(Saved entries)
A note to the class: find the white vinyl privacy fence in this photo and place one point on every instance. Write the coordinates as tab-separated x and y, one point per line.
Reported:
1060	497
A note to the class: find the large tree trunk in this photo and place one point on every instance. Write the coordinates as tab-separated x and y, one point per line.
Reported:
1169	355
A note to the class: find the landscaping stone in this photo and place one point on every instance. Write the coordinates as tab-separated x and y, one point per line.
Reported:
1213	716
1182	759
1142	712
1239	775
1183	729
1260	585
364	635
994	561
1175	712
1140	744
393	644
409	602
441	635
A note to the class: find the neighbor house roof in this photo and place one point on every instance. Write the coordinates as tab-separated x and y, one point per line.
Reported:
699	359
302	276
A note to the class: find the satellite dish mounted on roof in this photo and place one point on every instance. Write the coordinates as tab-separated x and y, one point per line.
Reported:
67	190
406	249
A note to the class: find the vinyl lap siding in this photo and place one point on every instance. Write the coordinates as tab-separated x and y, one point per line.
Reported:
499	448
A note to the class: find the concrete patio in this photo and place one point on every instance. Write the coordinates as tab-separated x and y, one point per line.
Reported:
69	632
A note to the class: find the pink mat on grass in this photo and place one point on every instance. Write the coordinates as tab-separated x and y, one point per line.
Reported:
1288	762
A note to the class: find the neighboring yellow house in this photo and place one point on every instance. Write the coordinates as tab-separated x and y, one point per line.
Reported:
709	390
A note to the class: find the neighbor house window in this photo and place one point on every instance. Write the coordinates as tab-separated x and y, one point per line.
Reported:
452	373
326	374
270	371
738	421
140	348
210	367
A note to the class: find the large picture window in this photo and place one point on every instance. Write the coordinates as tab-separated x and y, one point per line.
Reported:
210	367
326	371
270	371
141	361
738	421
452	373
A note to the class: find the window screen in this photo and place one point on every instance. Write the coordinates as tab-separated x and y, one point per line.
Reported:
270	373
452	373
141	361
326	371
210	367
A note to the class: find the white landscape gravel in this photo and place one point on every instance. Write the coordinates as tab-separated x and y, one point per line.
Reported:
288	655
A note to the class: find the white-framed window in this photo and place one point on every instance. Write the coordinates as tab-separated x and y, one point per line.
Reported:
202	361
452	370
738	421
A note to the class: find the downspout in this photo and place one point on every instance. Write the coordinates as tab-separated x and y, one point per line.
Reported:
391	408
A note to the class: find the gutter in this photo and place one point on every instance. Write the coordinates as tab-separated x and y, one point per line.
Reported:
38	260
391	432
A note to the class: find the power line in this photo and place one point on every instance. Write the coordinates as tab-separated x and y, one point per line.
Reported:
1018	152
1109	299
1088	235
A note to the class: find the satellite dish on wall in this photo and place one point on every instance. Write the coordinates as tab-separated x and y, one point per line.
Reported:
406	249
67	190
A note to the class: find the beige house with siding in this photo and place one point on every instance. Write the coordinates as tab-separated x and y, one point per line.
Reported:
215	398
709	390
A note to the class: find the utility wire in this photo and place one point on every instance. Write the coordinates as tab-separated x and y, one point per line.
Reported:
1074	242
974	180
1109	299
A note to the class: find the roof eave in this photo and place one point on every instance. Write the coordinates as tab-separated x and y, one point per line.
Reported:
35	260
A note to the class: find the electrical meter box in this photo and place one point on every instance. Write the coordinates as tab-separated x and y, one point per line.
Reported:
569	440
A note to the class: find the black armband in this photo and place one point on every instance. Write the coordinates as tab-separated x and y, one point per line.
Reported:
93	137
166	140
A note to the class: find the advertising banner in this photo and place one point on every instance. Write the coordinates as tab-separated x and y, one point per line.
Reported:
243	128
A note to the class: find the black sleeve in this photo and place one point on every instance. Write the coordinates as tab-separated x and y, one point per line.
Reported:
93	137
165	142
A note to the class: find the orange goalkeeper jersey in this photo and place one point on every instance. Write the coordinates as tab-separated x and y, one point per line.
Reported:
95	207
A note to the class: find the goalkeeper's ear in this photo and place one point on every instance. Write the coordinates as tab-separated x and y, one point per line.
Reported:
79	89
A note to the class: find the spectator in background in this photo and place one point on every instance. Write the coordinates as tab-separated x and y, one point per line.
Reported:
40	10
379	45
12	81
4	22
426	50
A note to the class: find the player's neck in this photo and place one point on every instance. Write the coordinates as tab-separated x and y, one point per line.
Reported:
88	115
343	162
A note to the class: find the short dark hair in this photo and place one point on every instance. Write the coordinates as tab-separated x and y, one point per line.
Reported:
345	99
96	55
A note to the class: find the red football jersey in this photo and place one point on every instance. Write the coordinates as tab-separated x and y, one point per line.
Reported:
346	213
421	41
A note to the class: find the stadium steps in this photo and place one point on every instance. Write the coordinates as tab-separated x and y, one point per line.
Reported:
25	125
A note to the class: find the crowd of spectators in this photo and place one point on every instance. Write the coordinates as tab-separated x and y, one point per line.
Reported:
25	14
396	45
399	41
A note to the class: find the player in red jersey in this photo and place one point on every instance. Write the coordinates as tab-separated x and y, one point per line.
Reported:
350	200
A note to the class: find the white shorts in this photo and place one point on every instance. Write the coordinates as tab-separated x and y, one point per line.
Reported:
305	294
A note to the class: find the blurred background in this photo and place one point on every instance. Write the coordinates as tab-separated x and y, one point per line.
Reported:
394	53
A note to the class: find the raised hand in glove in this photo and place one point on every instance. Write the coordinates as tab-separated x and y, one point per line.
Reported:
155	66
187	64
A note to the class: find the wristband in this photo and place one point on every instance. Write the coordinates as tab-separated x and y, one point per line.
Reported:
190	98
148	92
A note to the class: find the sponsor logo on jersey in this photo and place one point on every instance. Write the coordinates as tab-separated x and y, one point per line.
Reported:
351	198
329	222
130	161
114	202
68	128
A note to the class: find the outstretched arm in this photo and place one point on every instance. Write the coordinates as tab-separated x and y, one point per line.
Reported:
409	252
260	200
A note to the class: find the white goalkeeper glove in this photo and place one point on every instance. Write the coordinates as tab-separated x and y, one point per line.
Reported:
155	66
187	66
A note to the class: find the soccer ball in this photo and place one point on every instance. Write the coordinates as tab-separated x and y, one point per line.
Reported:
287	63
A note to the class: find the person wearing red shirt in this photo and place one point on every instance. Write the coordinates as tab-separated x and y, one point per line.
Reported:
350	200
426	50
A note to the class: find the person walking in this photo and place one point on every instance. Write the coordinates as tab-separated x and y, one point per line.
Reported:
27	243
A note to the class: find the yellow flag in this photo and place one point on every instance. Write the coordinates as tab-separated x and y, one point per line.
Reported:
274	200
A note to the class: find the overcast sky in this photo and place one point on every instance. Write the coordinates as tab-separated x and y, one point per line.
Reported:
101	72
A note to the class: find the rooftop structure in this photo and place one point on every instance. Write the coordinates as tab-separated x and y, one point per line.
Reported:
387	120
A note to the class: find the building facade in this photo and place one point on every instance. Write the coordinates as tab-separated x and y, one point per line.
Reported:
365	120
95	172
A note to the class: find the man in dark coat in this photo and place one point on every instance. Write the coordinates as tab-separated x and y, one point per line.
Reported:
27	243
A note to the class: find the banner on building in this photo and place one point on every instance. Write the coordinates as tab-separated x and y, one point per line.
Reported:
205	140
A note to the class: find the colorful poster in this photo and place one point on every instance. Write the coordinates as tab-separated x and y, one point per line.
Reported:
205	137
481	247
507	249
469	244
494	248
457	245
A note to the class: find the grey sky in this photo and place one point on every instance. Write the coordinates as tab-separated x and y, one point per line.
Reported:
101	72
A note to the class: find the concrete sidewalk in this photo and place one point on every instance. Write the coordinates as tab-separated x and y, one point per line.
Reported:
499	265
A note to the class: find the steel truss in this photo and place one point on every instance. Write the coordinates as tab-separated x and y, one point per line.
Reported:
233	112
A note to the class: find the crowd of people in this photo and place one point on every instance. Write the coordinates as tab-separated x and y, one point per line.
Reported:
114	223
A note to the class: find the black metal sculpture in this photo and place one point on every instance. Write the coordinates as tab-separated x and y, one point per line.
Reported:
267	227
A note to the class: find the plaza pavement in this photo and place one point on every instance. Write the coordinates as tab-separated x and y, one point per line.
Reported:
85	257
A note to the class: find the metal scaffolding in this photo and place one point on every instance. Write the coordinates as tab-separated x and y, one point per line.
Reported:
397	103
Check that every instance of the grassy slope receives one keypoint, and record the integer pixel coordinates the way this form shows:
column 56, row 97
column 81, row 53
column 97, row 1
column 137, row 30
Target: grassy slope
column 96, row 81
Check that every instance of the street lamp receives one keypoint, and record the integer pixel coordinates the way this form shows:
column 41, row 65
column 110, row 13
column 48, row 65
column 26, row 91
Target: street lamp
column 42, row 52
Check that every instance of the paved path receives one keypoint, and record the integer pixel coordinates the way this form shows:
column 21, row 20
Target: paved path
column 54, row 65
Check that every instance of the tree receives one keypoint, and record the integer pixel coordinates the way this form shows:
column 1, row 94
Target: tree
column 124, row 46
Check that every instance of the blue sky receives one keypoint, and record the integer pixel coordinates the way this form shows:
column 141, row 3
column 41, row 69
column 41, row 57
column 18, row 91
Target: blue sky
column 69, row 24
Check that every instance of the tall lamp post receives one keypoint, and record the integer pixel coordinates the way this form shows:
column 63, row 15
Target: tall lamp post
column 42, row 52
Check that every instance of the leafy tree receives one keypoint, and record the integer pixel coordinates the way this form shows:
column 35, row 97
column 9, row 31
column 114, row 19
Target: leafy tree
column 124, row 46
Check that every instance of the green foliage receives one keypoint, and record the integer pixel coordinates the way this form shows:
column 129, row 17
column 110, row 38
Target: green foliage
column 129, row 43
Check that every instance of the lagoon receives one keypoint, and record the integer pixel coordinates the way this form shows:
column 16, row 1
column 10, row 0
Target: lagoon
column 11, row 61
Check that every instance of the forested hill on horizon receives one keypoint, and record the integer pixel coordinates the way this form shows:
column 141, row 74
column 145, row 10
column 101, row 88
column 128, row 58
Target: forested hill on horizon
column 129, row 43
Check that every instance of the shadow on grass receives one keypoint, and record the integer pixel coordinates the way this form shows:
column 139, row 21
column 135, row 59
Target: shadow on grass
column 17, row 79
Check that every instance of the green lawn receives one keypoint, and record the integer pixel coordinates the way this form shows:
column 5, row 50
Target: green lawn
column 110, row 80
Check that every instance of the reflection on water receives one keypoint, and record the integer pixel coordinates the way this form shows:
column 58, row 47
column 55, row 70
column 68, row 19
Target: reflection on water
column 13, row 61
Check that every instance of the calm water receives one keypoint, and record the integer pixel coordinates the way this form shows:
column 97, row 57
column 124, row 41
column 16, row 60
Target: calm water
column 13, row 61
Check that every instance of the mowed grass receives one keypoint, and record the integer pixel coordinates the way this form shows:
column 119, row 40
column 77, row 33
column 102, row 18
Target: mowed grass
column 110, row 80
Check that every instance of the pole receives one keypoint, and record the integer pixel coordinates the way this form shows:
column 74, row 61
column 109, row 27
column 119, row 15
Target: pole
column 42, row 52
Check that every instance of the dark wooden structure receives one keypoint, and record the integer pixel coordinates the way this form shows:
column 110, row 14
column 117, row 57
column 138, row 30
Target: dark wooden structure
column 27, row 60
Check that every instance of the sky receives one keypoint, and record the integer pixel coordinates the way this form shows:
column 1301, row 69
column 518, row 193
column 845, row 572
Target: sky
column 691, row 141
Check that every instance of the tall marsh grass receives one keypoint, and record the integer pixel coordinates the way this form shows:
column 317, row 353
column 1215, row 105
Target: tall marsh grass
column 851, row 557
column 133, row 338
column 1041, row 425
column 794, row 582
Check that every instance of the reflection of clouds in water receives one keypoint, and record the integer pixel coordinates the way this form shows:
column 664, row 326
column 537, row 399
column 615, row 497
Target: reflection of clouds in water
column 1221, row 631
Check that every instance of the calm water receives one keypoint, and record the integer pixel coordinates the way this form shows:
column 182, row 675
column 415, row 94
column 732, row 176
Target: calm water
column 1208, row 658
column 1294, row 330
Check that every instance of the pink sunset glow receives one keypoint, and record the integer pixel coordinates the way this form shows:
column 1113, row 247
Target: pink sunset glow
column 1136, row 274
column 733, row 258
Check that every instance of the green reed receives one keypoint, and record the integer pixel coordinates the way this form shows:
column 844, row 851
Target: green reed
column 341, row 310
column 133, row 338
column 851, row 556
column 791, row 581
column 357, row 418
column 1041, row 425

_Work to complete_. Within the data, how many lines hold the word "vinyl"? State only that number.

_Answer box_. 2